#### [Consigne écrite]
Recopiez mot pour mot un passage du texte sur Massillon ci-dessous. Commencez aux mots « d'un goût trop » et arrêtez-vous après « d'une Normandie florissante. ».

#### [Extrait source]
===
Massillon orateur, si nous avions pu l'entendre, nous aurait tous certainement enlevés, pénétrés, attendris: lu aujourd'hui, il n'en est pas de même, et, considéré comme écrivain, tous ne l'admirent pas au même degré. Il n'est pas donné à tous les esprits de sentir et de goûter également ce genre de beautés et de mérites de Massillon : il en est, je le sais, qui le trouvent monotone, sans assez de relief et de ces traits qui s'enfoncent, sans assez de ces images ou de ces pensées qui font éclat. Aimer Massillon, le goûter sincèrement et sans ennui, c'est une qualité et presque une propriété de certains esprits, et qui peut servir à les définir. Celui-là aimera Massillon, qui aime mieux le juste et le noble que le nouveau, qui préfère le naturel élégant au grandiose un peu brusque; qui, dans l'ordre de l'esprit, se complaît avant tout à la riche fertilité et à la culture, à la modération ornée, à l'ampleur ingénieuse, à un certain calme et à un certain repos jusque dans le mouvement, et qui ne se lasse point de ces lieuxcommuns éternels de morale que l'humanité n'épuisera jamais. Massillon plaira à celui qui a une certaine corde sensible dans le cœur, et qui préfère Racine à tous les poëtes; à celui qui a dans l'oreille un vague instinct d'harmonie et de douceur qui lui fait aimer jusqu'à la surabondance de certaines paroles. Il plaira à ceux qui n'ont point les impatiences

d'un goût trop superbe ou trop délicat, ni les promptes fièvres des admirations ardentes; qui n'ont point surtout la soif de la surprise ni de la découverte, qui aiment à naviguer sur des fleuves unis, qui préfèrent au Rhône impétueux, à l'Éridan tel que l'a peint le poëte, ou même au Rhin dans ses âpres majestés, le cours tranquille du fleuve français, de la royale. Seine baignant les rives de plus en plus élargies d'une Normandie florissante.

Telle est l'impression que me fait Massillon, lu aujourd'hui et étudié dans ses pages toujours belles, mais régulières et calmées. N'oublions jamais en le lisant qu'il y manque celui qui les animait de son action modérée et de sa personne, celui dont la voix avait tous les tons de l'âme, et dont le grand acteur Baron disait après l'avoir entendu : « Voilà un orateur! nous ne sommes que des comédiens. » N'oublions jamais que, dans cette éloquence si copieuse et si redoublée, chacun des auditeurs trouvait, à cause de cette diversité même d'expressions sur chaque point, la nuance de parole qui lui convenait, l'écho qui répondait à son cœur ; que ce qui nous paraît aujourd'hui prévu et monotone parce que notre œil, comme dans une grande allée, dans une longue avenue, court en un instant d'un bout de la page à l'autre, était alors d'un effet croissant et plus sûr par la continuité même, lorsque tout cela, du haut de la chaire, s'amassait, se suspendait avec lenteur, grossissait en se déroulant, et, ainsi qu'on l'a dit de la parole antique, tombait enfin comme des neiges.
===
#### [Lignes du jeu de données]
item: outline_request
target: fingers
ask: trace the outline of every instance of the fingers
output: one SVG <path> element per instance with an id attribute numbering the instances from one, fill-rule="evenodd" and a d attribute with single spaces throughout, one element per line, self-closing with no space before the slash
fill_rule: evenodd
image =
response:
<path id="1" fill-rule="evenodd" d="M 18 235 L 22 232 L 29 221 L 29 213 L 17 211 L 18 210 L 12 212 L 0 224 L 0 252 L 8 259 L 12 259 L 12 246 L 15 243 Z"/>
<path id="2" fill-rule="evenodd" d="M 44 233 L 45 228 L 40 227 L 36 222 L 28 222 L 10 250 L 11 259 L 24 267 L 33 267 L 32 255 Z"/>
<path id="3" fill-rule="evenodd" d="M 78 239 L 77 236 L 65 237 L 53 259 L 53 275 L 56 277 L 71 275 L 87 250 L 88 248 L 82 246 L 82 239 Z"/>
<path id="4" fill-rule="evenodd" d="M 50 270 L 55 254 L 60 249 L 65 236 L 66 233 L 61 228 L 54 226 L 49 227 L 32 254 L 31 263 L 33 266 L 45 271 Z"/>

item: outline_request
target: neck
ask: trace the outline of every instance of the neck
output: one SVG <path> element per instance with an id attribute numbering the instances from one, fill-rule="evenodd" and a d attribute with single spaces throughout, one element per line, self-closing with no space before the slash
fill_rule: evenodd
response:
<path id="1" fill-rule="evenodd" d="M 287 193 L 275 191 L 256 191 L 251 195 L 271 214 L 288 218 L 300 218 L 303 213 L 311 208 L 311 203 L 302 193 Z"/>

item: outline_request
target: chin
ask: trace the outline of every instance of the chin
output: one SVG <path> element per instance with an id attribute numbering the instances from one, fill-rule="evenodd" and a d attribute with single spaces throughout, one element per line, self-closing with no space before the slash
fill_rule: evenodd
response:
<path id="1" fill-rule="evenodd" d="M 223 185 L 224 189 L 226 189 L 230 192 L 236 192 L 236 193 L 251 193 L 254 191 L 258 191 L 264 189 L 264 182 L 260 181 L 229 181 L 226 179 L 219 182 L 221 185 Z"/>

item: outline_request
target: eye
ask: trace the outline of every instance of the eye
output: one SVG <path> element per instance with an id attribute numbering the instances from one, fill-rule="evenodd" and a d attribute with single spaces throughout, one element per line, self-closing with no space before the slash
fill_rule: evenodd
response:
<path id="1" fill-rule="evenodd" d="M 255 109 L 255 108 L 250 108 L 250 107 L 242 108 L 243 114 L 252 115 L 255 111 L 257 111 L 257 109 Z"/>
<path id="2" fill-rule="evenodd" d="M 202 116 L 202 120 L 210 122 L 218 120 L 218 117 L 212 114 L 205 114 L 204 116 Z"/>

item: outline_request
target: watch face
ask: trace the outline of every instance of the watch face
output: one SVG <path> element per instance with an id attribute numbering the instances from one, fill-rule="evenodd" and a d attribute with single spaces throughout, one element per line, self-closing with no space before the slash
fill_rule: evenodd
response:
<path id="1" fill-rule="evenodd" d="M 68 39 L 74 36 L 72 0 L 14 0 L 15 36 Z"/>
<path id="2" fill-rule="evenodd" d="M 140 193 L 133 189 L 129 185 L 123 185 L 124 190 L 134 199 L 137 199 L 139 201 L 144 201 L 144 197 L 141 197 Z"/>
===
#### [Solution]
d'un goût trop superbe ou trop délicat, ni les promptes fièvres des admirations ardentes; qui n'ont point surtout la soif de la surprise ni de la découverte, qui aiment à naviguer sur des fleuves unis, qui préfèrent au Rhône impétueux, à l'Éridan tel que l'a peint le poëte, ou même au Rhin dans ses âpres majestés, le cours tranquille du fleuve français, de la royale. Seine baignant les rives de plus en plus élargies d'une Normandie florissante.